I honestly don’t know if Twitter/Facebook corrections here were necessarily the main factor. And anyone saying “this claim is not backed by any scientific authority/peer reviewed paper” would have been technically correct. The problem was simply whether the scientists themselves were fair; non-experts might mistrust them based on reasonable priors that they may be biased by the considerations mentioned above, and that the Wuhan coincidence seems really fishy and the scenario of a virus escaping a lab not so absurd, but once we get into technical arguments like e.g. the one surrounding the furin site, it’s only experts that can really chime in knowingly. If all the experts also have competing interests, then it’s a problem, but that doesn’t magically confer domain knowledge to everyone else so they can double check their work.
Fauci, Farrar, and a bunch of other people had a conference call after Andersen wrote his email that the COVID genome seems inconsistent with evolutionary theory.
Afterward, Farrar speaks more with Fauci and Farrar writes an email to Tedros who heads the WHO to propose how to move forward. That’s one of the bullet points from that email. https://usrtk.org/covid-19-origins/timeline-the-proximal-origin-of-sars-cov-2/ gives you a lot of details about what happened in that week.

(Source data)
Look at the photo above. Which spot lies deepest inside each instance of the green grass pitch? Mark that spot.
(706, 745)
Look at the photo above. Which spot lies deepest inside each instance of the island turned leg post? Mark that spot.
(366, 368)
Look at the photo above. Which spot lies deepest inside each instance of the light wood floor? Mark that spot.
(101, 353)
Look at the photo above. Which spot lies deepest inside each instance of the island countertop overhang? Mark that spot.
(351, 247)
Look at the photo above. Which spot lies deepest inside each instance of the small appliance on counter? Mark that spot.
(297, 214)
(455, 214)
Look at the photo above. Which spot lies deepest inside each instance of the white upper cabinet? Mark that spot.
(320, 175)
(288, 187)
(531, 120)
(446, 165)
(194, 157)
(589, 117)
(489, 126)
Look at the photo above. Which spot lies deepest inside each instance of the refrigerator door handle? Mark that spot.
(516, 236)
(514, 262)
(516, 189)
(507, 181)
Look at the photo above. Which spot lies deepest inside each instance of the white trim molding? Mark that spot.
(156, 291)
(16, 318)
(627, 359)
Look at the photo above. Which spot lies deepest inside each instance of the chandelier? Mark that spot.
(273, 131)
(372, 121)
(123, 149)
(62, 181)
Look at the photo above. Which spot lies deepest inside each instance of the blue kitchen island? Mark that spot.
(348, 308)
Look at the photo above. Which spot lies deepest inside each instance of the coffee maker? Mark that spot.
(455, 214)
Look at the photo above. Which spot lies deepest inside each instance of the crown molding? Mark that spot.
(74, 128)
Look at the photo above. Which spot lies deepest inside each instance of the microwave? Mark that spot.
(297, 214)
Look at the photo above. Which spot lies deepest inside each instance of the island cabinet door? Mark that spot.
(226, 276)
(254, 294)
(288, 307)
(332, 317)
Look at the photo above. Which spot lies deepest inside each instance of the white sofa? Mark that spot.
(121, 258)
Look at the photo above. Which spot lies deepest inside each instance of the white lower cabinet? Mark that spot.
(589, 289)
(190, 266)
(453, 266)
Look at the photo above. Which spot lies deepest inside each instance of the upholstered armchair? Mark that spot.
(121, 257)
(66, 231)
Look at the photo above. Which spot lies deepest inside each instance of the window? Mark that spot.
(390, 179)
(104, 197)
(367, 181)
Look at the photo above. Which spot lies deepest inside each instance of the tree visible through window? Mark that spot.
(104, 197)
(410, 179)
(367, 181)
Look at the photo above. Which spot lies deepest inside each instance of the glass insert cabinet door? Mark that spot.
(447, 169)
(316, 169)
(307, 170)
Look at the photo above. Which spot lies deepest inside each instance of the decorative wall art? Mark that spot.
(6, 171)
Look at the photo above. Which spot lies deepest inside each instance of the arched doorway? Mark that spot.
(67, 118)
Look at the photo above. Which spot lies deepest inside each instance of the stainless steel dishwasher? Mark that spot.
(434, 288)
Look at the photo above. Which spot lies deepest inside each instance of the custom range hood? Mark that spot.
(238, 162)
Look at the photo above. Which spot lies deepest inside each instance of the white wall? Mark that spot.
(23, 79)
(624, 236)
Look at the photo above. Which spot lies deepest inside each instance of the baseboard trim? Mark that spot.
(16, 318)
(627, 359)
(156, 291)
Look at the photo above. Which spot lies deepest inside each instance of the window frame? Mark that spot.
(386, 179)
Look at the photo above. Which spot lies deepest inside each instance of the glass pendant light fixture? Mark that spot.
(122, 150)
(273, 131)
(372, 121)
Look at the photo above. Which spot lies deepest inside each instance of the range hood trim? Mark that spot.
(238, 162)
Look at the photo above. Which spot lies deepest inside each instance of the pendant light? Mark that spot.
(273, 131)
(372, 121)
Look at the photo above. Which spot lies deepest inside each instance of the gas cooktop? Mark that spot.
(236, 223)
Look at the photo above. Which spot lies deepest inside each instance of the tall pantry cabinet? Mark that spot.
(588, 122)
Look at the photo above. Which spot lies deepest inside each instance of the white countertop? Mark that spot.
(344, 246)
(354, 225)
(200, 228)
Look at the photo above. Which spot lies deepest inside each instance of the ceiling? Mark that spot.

* Problem 1
In the comment on COVID's origins, to whom does Farrar send an email after speaking more with Fauci?
* Problem 2
Extend the comment on COVID's origins, picking up right after its final sentence.
The material was taken from a different source than the text.

* Answer box 1
Tedros, who heads the WHO.

* Answer box 2
Farrar also has a good chapter in his book January 2021 that’s worth reading. In it he talks about working 24⁄7 during that time, with one night receiving 11 calls during the night. He talks about having to get a burner phone after he talked with British intelligence about the possibility of there being a lab leak. He talks about fearing that revealing a lab leak might start WWIII.
Disinformation is a problem, but the most important disinformation seems to come from nation states. The most consequential case of disinformation of the last decades was the claim that Iraq has a WMD program.
The WHO’s disinformation claim of “COVID is not airborne” seems to me worse than “Ivermectin cures COVID” and I would expect that “COVID is not airborne” killed more.
Fauci statement in congress that a paper where he named the PDF in his own emails “Baric, Shi et al—Nature medicine—SARS Gain of function” doesn’t contain anything about gain of function research is disinformation.
If we look at the last year the biggest disinformation story seems to be that Russia blew up their own pipeline when it was relatively clear to Western intelligence that Ukrainians blew it up.
The claim that Hunter Biden’s laptop was a Russian psyop is itself a disinformation campaign to mislead the American people. You might say that it’s ironic that the most high-profile use of the tools of the disinformation campaign was part of a disinformation campaign but that’s what it was designed to do.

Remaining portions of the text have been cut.